Input material:
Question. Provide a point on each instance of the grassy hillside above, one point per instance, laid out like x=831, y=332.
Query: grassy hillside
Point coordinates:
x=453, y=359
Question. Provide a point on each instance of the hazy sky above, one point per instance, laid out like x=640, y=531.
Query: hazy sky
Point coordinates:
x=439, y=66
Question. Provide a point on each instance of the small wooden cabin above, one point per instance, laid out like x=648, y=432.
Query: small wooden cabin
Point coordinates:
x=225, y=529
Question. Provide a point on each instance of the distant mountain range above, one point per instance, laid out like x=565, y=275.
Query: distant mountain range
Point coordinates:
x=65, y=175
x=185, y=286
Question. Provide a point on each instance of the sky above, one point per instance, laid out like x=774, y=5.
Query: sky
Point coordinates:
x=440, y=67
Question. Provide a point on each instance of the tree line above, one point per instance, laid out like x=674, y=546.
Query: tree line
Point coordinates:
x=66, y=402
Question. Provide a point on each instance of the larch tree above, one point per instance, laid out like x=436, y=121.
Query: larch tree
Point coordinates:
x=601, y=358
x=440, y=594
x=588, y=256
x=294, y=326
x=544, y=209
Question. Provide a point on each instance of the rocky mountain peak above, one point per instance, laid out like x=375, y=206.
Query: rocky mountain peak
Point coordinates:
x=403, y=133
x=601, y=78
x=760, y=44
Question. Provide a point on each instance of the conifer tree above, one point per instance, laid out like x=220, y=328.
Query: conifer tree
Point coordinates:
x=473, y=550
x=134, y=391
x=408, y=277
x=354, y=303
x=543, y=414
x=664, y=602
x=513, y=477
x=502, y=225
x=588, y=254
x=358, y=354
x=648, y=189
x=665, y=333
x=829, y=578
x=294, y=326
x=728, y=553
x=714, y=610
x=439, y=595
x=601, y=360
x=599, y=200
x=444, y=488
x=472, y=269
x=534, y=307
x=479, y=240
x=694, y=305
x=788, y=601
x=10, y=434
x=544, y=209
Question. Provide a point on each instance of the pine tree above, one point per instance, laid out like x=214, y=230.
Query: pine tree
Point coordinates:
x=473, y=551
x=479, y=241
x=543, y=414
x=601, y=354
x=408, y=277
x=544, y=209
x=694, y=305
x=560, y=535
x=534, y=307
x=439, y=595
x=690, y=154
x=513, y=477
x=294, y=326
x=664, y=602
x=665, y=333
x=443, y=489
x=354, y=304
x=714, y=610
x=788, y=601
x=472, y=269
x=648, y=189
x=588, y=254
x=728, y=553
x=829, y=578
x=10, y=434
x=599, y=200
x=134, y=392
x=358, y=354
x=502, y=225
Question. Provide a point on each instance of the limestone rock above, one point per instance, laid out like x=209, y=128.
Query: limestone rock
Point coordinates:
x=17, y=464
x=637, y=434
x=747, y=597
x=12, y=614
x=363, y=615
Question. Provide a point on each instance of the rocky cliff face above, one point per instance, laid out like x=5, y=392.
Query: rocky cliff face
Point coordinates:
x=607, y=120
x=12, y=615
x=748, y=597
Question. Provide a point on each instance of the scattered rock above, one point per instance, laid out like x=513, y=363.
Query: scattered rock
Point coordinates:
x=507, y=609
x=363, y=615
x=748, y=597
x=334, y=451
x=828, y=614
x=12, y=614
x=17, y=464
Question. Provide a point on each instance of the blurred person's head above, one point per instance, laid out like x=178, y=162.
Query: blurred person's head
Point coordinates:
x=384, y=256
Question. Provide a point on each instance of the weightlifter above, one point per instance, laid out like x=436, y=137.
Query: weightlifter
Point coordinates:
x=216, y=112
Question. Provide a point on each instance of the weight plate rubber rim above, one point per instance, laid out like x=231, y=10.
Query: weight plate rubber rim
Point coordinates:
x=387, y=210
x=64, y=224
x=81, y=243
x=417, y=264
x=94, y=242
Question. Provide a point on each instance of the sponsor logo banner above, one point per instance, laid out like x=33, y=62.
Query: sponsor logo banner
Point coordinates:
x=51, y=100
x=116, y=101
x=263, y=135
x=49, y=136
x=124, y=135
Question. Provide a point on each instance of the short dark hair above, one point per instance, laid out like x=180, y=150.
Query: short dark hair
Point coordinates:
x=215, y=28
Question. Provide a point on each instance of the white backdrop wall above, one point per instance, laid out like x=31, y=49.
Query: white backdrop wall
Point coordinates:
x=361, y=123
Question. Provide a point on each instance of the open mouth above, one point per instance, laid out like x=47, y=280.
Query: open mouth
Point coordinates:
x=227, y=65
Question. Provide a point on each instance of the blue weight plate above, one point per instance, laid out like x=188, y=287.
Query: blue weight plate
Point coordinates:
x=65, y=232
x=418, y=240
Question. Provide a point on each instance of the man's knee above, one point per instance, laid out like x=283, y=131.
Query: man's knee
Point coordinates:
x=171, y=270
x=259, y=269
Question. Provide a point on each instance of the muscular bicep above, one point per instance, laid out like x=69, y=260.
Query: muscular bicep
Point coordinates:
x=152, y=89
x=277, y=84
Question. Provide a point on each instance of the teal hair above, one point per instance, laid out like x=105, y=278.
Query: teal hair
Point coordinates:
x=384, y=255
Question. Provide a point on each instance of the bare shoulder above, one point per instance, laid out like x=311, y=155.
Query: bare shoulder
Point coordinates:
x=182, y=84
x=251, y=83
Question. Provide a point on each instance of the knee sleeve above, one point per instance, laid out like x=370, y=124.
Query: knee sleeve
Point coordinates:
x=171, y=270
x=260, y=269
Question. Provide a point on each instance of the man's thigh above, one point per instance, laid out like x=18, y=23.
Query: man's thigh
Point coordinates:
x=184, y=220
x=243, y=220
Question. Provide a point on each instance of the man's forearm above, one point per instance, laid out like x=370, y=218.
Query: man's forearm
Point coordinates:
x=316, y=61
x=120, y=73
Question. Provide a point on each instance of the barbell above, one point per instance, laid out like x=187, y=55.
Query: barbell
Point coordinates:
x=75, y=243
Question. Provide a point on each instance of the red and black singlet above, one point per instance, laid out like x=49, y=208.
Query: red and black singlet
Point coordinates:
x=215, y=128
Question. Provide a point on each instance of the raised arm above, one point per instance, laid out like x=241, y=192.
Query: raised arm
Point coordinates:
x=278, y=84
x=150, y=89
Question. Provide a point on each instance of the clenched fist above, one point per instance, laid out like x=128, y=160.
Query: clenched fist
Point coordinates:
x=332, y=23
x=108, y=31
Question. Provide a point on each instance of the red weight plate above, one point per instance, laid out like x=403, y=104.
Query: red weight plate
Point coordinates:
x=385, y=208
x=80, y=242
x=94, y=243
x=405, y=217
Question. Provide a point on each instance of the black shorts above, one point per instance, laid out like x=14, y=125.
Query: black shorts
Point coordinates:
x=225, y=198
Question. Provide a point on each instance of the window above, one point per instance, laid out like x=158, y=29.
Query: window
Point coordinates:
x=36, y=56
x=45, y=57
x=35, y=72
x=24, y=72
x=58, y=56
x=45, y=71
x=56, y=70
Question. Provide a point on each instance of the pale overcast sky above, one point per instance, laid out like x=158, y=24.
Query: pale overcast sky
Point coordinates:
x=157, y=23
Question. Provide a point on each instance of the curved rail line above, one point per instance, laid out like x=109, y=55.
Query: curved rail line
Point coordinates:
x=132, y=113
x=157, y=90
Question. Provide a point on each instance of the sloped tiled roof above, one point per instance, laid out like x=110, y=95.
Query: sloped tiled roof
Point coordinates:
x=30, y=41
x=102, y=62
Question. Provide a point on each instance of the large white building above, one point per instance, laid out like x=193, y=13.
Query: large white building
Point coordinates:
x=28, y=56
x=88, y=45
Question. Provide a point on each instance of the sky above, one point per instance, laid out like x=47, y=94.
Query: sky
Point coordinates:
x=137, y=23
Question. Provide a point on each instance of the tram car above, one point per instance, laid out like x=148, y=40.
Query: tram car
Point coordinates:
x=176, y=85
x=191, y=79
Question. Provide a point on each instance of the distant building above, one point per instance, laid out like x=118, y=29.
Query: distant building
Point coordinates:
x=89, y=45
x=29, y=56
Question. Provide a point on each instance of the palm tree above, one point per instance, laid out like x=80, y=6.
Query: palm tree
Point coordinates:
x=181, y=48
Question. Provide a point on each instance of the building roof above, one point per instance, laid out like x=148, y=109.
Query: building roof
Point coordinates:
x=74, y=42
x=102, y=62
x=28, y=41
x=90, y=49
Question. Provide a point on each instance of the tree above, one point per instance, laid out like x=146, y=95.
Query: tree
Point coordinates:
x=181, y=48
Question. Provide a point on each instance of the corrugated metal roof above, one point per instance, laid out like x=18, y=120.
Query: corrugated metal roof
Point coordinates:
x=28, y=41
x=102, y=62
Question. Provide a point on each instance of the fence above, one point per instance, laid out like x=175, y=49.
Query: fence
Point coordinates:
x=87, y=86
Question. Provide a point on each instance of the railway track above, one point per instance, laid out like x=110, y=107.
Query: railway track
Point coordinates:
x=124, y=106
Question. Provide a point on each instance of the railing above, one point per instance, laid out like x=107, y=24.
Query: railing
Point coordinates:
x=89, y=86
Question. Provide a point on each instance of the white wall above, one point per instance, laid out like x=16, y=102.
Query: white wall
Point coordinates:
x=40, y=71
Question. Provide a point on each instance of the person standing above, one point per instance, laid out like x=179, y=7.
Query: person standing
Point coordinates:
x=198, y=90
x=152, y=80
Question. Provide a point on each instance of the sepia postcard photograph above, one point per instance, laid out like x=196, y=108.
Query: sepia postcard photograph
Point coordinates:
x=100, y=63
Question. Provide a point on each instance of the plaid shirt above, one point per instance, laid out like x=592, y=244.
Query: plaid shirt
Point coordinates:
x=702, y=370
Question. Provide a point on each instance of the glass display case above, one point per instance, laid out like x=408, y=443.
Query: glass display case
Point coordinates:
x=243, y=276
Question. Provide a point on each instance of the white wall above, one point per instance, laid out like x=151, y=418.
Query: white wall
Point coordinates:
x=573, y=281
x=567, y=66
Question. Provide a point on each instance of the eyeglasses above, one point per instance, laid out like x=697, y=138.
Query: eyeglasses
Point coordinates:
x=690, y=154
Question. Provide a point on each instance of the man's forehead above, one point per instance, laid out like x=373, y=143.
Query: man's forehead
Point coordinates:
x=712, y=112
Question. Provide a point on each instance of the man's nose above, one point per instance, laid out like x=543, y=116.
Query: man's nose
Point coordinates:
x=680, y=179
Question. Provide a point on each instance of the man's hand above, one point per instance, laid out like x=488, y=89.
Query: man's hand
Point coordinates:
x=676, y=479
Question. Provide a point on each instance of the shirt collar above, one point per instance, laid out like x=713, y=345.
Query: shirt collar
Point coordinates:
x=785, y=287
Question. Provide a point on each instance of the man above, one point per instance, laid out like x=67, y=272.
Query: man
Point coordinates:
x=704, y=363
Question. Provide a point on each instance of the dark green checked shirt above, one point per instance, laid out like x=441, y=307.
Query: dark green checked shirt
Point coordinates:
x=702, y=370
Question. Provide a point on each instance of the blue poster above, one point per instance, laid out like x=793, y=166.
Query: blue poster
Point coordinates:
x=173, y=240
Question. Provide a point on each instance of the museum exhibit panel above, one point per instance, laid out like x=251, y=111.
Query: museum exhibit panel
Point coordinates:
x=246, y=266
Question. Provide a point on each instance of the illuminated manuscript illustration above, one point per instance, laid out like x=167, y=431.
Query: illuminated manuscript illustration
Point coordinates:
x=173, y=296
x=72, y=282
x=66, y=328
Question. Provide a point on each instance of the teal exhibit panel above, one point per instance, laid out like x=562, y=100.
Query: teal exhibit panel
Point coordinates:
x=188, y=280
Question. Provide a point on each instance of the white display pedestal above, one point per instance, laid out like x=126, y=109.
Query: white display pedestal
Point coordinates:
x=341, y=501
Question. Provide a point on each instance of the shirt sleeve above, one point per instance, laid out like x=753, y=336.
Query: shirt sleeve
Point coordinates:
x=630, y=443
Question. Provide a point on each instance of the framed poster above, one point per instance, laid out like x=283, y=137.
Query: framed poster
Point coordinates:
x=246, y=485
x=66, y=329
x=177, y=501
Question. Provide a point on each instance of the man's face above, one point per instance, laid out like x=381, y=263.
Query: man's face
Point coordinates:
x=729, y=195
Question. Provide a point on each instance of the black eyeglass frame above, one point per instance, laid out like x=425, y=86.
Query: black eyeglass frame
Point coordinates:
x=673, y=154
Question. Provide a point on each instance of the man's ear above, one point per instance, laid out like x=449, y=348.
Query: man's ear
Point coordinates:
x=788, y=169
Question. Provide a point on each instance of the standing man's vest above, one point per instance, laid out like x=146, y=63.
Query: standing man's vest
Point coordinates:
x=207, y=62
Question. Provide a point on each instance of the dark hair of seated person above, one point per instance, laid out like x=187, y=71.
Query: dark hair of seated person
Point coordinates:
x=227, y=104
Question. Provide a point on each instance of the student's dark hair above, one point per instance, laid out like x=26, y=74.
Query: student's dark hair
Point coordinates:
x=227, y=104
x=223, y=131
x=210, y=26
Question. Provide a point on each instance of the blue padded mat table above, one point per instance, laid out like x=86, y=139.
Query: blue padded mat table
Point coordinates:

What to produce: Write out the entries above without changes, starting at the line containing "Question. Provide a point on each instance of the framed" and ending at the line containing "x=210, y=26".

Result for this exercise:
Question. Provide a point on each instance of the framed poster above, one point per instance, laid out like x=283, y=137.
Query: framed poster
Point coordinates:
x=246, y=485
x=66, y=329
x=177, y=501
Question. Provide a point on each instance of the man's face above, one point per instance, laid out like x=381, y=263.
Query: man's face
Point coordinates:
x=729, y=195
Question. Provide a point on each instance of the black eyeglass frame above, one point per instance, laid out like x=425, y=86.
Query: black eyeglass frame
Point coordinates:
x=673, y=154
Question. Provide a point on each instance of the man's ear above, one point per instance, laid out like x=449, y=348.
Query: man's ear
Point coordinates:
x=788, y=169
Question. Provide a point on each instance of the standing man's vest above, one point per instance, laid out like x=146, y=63.
Query: standing man's vest
Point coordinates:
x=207, y=62
Question. Provide a point on each instance of the dark hair of seated person above, one point per instance, laid out like x=187, y=71.
Query: dark hair of seated person
Point coordinates:
x=227, y=104
Question. Provide a point on each instance of the student's dark hair above, one point per instance, laid out like x=26, y=74.
Query: student's dark hair
Point coordinates:
x=227, y=104
x=223, y=131
x=210, y=26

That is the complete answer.